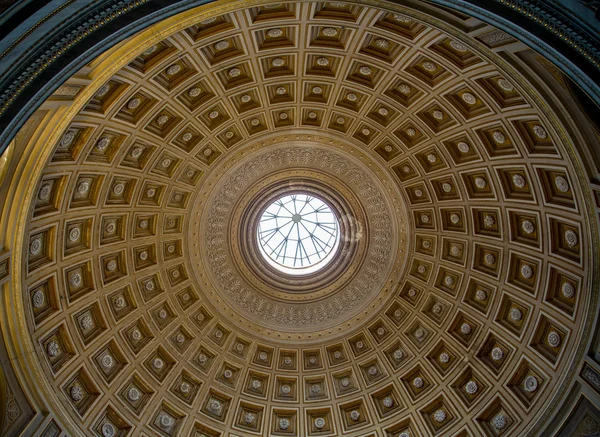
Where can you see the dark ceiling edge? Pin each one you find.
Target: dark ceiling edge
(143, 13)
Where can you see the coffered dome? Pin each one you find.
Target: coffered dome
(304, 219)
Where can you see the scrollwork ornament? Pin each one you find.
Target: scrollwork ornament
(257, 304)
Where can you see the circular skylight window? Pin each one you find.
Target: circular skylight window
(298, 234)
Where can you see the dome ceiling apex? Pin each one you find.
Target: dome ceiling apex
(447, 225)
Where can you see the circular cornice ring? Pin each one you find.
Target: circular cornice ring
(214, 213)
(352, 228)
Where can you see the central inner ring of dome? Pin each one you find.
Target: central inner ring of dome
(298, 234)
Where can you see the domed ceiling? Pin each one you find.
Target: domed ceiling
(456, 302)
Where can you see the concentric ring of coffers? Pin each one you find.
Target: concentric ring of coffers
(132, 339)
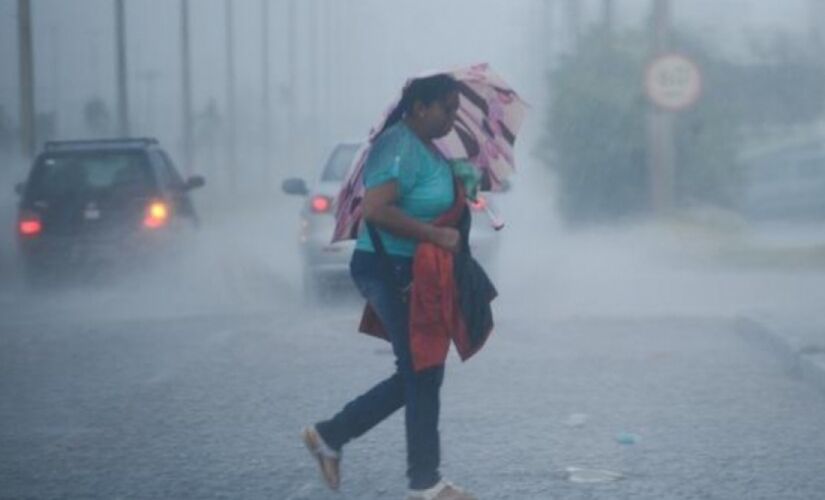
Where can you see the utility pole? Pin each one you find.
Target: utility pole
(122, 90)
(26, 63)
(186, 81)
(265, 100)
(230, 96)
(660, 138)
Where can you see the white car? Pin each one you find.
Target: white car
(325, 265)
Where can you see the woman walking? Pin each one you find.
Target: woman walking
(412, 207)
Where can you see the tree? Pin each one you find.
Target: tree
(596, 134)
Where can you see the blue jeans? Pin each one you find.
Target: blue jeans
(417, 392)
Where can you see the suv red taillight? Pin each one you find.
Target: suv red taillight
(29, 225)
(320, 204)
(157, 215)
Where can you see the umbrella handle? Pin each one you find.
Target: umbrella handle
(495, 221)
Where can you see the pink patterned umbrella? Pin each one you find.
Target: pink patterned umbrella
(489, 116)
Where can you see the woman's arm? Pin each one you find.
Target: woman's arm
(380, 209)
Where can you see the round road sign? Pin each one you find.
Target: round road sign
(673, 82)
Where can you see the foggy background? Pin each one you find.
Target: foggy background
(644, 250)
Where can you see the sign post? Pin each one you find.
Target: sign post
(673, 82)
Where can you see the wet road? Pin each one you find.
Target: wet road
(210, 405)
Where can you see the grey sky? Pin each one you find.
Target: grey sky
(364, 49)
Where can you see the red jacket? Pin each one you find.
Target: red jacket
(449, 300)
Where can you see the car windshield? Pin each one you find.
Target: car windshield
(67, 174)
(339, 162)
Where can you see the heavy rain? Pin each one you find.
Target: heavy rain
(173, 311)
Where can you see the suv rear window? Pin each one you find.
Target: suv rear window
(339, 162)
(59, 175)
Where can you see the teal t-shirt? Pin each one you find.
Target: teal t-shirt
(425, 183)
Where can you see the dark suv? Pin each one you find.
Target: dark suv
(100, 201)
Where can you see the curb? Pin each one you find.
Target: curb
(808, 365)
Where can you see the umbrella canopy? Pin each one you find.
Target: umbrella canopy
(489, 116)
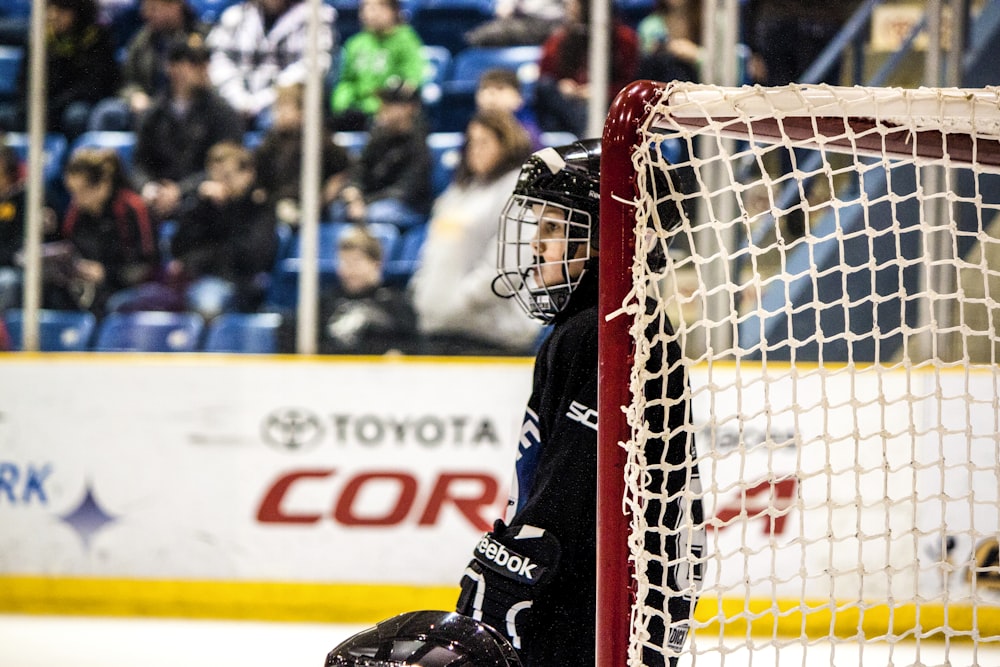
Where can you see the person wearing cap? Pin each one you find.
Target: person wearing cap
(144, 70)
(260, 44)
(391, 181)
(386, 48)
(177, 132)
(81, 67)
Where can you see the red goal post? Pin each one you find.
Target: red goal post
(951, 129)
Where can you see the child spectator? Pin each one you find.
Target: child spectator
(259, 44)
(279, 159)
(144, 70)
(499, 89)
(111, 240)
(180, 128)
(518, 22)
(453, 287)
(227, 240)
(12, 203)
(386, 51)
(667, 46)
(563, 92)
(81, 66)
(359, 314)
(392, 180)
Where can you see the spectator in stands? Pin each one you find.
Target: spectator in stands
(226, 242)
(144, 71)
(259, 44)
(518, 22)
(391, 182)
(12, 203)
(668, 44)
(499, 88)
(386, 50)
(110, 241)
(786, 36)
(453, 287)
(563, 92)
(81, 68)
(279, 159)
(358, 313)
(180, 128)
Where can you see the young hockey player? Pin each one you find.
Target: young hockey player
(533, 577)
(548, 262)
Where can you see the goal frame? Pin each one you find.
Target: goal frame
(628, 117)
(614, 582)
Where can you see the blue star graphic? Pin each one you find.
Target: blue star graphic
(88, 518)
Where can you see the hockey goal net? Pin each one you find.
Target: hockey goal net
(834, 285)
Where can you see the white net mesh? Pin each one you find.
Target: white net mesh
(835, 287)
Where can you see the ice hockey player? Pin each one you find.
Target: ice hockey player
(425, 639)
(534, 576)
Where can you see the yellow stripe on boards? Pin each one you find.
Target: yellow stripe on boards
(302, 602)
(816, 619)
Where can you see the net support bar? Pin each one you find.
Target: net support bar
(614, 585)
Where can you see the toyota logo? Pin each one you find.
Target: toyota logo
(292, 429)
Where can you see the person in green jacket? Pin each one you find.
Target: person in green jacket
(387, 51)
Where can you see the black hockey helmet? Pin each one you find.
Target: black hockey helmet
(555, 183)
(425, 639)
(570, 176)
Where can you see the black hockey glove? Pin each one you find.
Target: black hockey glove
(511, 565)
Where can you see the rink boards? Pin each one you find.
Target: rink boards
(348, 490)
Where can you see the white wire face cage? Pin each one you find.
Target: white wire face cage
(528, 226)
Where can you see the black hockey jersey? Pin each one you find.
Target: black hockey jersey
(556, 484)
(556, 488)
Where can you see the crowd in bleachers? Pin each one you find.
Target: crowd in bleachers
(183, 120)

--------------------------------

▸ **Goal of the exercise**:
Rewrite all of the records above, swapping "Pin each one you find" for "Mark every one you see" each time it appears and keeping everything else the same. Leave the pictures out.

▸ **Exercise result**:
Where can you see the dark ceiling edge? Mark every one you see.
Target: dark ceiling edge
(143, 13)
Where can you see the coffered dome? Mark every one you see.
Target: coffered dome
(304, 219)
Where can you see the scrollwork ornament? Mark every one you see.
Target: scrollwork ornament
(257, 304)
Where can you see the circular skylight window? Mark every one you see.
Target: circular skylight window
(298, 234)
Where can you see the dome ceiling apex? Mark every one you see.
Target: dome ceiling apex
(447, 225)
Where can you see the circular cornice ring? Mark every one you see.
Target: circular cornice ring
(214, 213)
(352, 228)
Where can you see the central inner ring of dome? Mark every one you see.
Target: central inner ring of dome
(298, 234)
Where can you see the domed ceiling? Mark every one you see.
Target: domed ceiling
(456, 302)
Where can you see the concentric ring of coffers? Mark every one you see.
Target: concentric ring of coffers
(132, 339)
Where can you see the utility pole? Mark every one you see.
Target: utility pole
(122, 90)
(26, 63)
(186, 81)
(265, 100)
(230, 96)
(660, 138)
Where can you see the white car? Mark every one you see.
Target: white car
(325, 265)
Where can you see the woman walking? Mark every one you see.
Target: woman walking
(412, 207)
Where can you see the tree? Mark every one you see.
Target: tree
(596, 134)
Where can you see the blue jeans? Mark every one you see.
Target: blue jeans
(417, 392)
Where can you see the suv red taillight? Mark every one you see.
Target: suv red taillight
(29, 225)
(320, 204)
(157, 215)
Where can you see the umbrella handle? Mark every one you see.
Target: umbrella handle
(495, 221)
Where can you see the pink patterned umbrella? Mark every one you see.
Target: pink patterned umbrella
(489, 116)
Where can you see the woman's arm? Mark every one you see.
Target: woman's arm
(380, 209)
Where can you see the round road sign? Mark every one you see.
Target: round road sign
(673, 82)
Where can you see the foggy background? Mark every one you see.
Target: foggy background
(644, 250)
Where can you see the sign post? Mark every one you see.
Target: sign post
(673, 82)
Where can you see the wet road? Mark every one you see.
Target: wet road
(210, 405)
Where can you see the grey sky? Mark every one you see.
Target: grey sky
(364, 49)
Where can you see the red jacket? Mark every one you see.
Target: red jacket
(449, 300)
Where can you see the car windshield? Mark every one you see.
Target: car windshield
(67, 174)
(339, 162)
Where can you see the heavy rain? Mark every one you see.
Target: heavy rain
(173, 311)
Where can you see the suv rear window? Mark every one you see.
Target: suv rear window
(339, 162)
(59, 175)
Where can you see the teal t-shirt? Mark every one you see.
Target: teal t-shirt
(425, 183)
Where can you see the dark suv? Mark every one you see.
Target: dark suv
(100, 201)
Where can you see the curb? Mark every one you see.
Target: curb
(808, 365)
Where can you see the umbrella canopy? Mark every one you see.
Target: umbrella canopy
(489, 116)
Where can you see the person wearing cap? Mark every one you see.
Target: person wearing cap
(144, 70)
(260, 44)
(391, 181)
(386, 48)
(177, 132)
(81, 67)
Where can you see the red goal post? Mark every one you see.
Target: red goal post
(951, 129)
Where can you see the child spectator? Mark every one you see.
Target: child spectator
(259, 44)
(279, 159)
(144, 70)
(499, 89)
(111, 240)
(180, 128)
(518, 22)
(453, 287)
(227, 240)
(12, 203)
(386, 51)
(667, 46)
(563, 92)
(81, 66)
(359, 314)
(392, 180)
Where can you see the spectator in stands? Mark every one you see.
Target: spectator in stands
(226, 242)
(144, 71)
(259, 44)
(518, 22)
(391, 182)
(12, 203)
(668, 44)
(499, 88)
(386, 50)
(110, 241)
(786, 36)
(453, 287)
(563, 92)
(81, 68)
(279, 159)
(358, 313)
(180, 128)
Where can you see the young hockey player? Mark every one you see.
Target: young hockey player
(533, 577)
(548, 262)
Where can you see the goal frame? Mark every one you see.
Target: goal frame
(628, 117)
(614, 582)
Where can you see the blue star graphic? Mark every one you see.
Target: blue star graphic
(88, 518)
Where can you see the hockey goal net? Mark every one you see.
Target: hockey goal net
(834, 285)
Where can you see the white net mesh? Mark every one you see.
Target: white net mesh
(835, 287)
Where can you see the ice hockey player? Mark every one you see.
Target: ice hockey player
(425, 639)
(534, 576)
Where can you see the yellow stripe on boards? Mark every one you see.
Target: yellow stripe on boards
(302, 602)
(816, 619)
Where can you see the net support bar? Mark every one you see.
Target: net support bar
(614, 585)
Where can you see the toyota logo? Mark every one you see.
Target: toyota logo
(292, 429)
Where can you see the person in green jacket? Mark every one you see.
Target: person in green jacket
(387, 51)
Where can you see the black hockey helmet? Mark every one you see.
Target: black hockey helmet
(555, 183)
(425, 639)
(570, 176)
Where can you see the black hockey glove? Mark every one you see.
Target: black hockey glove
(511, 565)
Where can you see the rink boards? Mark every one you see.
Target: rink boards
(348, 490)
Where can you see the white wire face cage? Mark every one you see.
Target: white wire face cage
(528, 226)
Where can you see the black hockey jersey? Mark every one you see.
Target: black hockey jersey
(556, 484)
(556, 488)
Where can you see the crowd in bleachers? Mark every one you see.
Target: crowd in bleachers
(183, 120)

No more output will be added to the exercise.